* [Исходный фрагмент]
Если рассматривать даже только композиции отдельных страниц средневековых рукописей, можно, опираясь на результаты пространственного анализа, смоделировать пространство, в частности – архитектурное, в котором эти композиции способны существовать. Это может быть пространство каркасно-пустотное, каркасно-световое, каркасно-воздушное, монолитно-материальное с вычленением из него пустотных объемов. Главный феномен пластического искусства заключается в том, что на основе разных типов моделировки изобразительных поверхностей возникают разные художественные характеристики пространства, отождествляемого – в широком плане – с миром в его целостности.
Иными словами, нам дается ориентация на постижение мировоззрения эпохи. И это происходит, когда мы руководствуемся своими непосредственными художественными впечатлениями, рожденными на уровне непредвзятого, внимательного рассмотрения формы книги.
Одной из особенностей книги эпохи феодализма является то, что, создаваясь в условиях разделения труда, Однако в художественном отношении она всегда была целостна. В самом делу, в скрипториях (так назывались мастерские рукописных книг в Европе) над созданием книг трудились пергаментарии (мастера по выделке пергамента), каллиграфы, рубрикаторы, иллюминаторы, миниатюристы, корректоры, брошюровщики, переплетчики. Результат же их работы был всегда один – книга как целостный художественный организм, что достигалось, только благодаря мировоззренческому единству людей, занятых в книгопроизводстве.

* [Исходные данные]
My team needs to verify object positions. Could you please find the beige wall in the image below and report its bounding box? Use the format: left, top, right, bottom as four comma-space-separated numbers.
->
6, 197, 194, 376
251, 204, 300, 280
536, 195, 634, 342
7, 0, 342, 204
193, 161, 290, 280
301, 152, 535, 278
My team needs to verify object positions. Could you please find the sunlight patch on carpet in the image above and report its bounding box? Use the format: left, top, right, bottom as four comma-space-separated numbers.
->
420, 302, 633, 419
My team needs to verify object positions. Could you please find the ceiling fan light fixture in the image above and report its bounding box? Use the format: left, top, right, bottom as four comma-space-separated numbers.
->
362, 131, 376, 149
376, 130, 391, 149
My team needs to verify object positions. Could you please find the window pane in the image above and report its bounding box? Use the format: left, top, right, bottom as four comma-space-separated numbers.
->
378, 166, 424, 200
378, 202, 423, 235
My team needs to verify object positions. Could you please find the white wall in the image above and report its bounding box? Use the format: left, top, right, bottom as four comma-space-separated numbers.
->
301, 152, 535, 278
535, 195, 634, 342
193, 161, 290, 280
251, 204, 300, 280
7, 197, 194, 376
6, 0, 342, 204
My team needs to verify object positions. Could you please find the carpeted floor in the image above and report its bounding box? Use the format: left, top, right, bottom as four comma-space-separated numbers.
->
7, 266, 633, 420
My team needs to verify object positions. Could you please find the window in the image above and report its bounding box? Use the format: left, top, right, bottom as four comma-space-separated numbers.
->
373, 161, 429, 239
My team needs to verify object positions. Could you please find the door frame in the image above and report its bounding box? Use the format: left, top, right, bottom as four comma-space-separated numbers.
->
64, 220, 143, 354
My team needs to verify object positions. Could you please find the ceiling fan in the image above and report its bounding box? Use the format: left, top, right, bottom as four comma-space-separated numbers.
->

* [Задание] Пожалуйста, перепишите из фрагмента о средневековой книге часть, которая начинается со слов «Если рассматривать даже» и заканчивается словами «в его целостности.», поменяв «средневековых рукописей» на «старинных рукописей». Приведённые позиции никак не связаны с фрагментом о средневековой книге.

* [Ответ]
Если рассматривать даже только композиции отдельных страниц старинных рукописей, можно, опираясь на результаты пространственного анализа, смоделировать пространство, в частности – архитектурное, в котором эти композиции способны существовать. Это может быть пространство каркасно-пустотное, каркасно-световое, каркасно-воздушное, монолитно-материальное с вычленением из него пустотных объемов. Главный феномен пластического искусства заключается в том, что на основе разных типов моделировки изобразительных поверхностей возникают разные художественные характеристики пространства, отождествляемого – в широком плане – с миром в его целостности.